(PROVIDED TEXT begins)

My Conversation with David Rubinstein
Here is the audio, video, and transcript — David has a studio in his home! Here is part of the CWT summary:
He joined Tyler to discuss what makes someone good at private equity, why 20 percent performance fees have withstood the test of time, why he passed on a young Mark Zuckerberg, why SPACs probably won’t transform the IPO process, gambling on cryptocurrency, whether the Brooklyn Nets are overrated, what Wall Street and Washington get wrong about each other, why he wasn’t a good lawyer, why the rise of China is the greatest threat to American prosperity, how he would invest in Baltimore, his advice to aging philanthropists, the four standards he uses to evaluate requests for money, why we still need art museums, the unusual habit he and Tyler share, why even now he wants more money, why he’s not worried about an imbalance of ideologies on college campuses, how he prepares to interview someone, what appealed to him about owning the Magna Carta, the change he’d make to the US Constitution, why you shouldn’t obsess about finding a mentor, and more.
Here is an excerpt from the dialogue:
COWEN: Why do so many wealthy people have legal backgrounds, but the very wealthiest people typically do not?
RUBENSTEIN: Lawyers tend to be very process-oriented and very systematic, and as a result, they tend not to take big leaps of faith because you’re taught in law school to worry about precedent. Precedent is not what makes entrepreneurs successful. You have to ignore precedent, and you’ll break through walls and say you can’t be worried about what the precedent was.
If you’re worried about precedent, you’ll never make a leap of faith to create a company like Apple or a company like Amazon. Lawyers tend to be more, I would say, tradition-oriented, more process-oriented, and more precedent-oriented than great entrepreneurs are.

(PROVIDED TEXT ends)
(DATA LISTING begins)

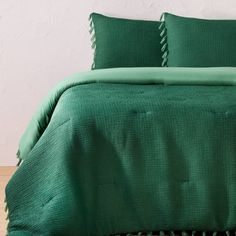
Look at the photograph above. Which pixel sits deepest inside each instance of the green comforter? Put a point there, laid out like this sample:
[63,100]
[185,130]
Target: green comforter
[129,150]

(DATA LISTING ends)

→ **LIST OF TASKS**
A. Answer these from the David Rubinstein interview text, one answer per line:
(i) Where does David have a studio?
(ii) What size of performance fee does the summary say has withstood the test of time?
(iii) What does the excerpt say lawyers are taught in law school to worry about?
B. Shorten the paragraph of the David Rubinstein interview text that begins "Lawyers tend to be very process-oriented" to two sentences, keeping its main points.
C. Please proceed with the David Rubinstein interview text from where it stops.

→ **PER-TASK ANSWERS**
A.
(i) In his home.
(ii) 20 percent.
(iii) Precedent.

B. Lawyers are process-oriented and systematic, and because law school teaches them to worry about precedent, they tend to avoid big leaps of faith. Entrepreneurs succeed by ignoring precedent and breaking through walls.

C.
And:
COWEN: You seem to be in good health. What if someone makes the argument to you, “You would do the world more good by not giving away money now, but investing it through private equity, earning whatever percent you could earn, and when you’re a bit older, give much more away. You can always give more to philanthropy five years down the road.”
RUBENSTEIN: Of course, you never know when you’re going to die, and COVID — we lost 700,000 Americans in COVID. I could have been one of them. I’m 72 years old. If you wait too long to give away your money, you might find your executor giving it away. Secondly —
COWEN: But you could even write that into your will if you wanted. You’d have more to give away, maybe 15 percent a year.
RUBENSTEIN: Yes, but if you take the view that happy people live longer, and if giving away money while you’re alive and you’re seeing it being given away makes you happier, you might live longer. Grumpy people, my theory is, don’t live as long. Happy people live longer.
If giving away money and having people say to me, “You’re doing something good for the country,” makes me feel good, it might make me live longer. If I waited till the last moment to give away the money, it might be too late to have that feel-good experience.
And please note that David has a new book out, The American Experiment: Dialogues on a Dream.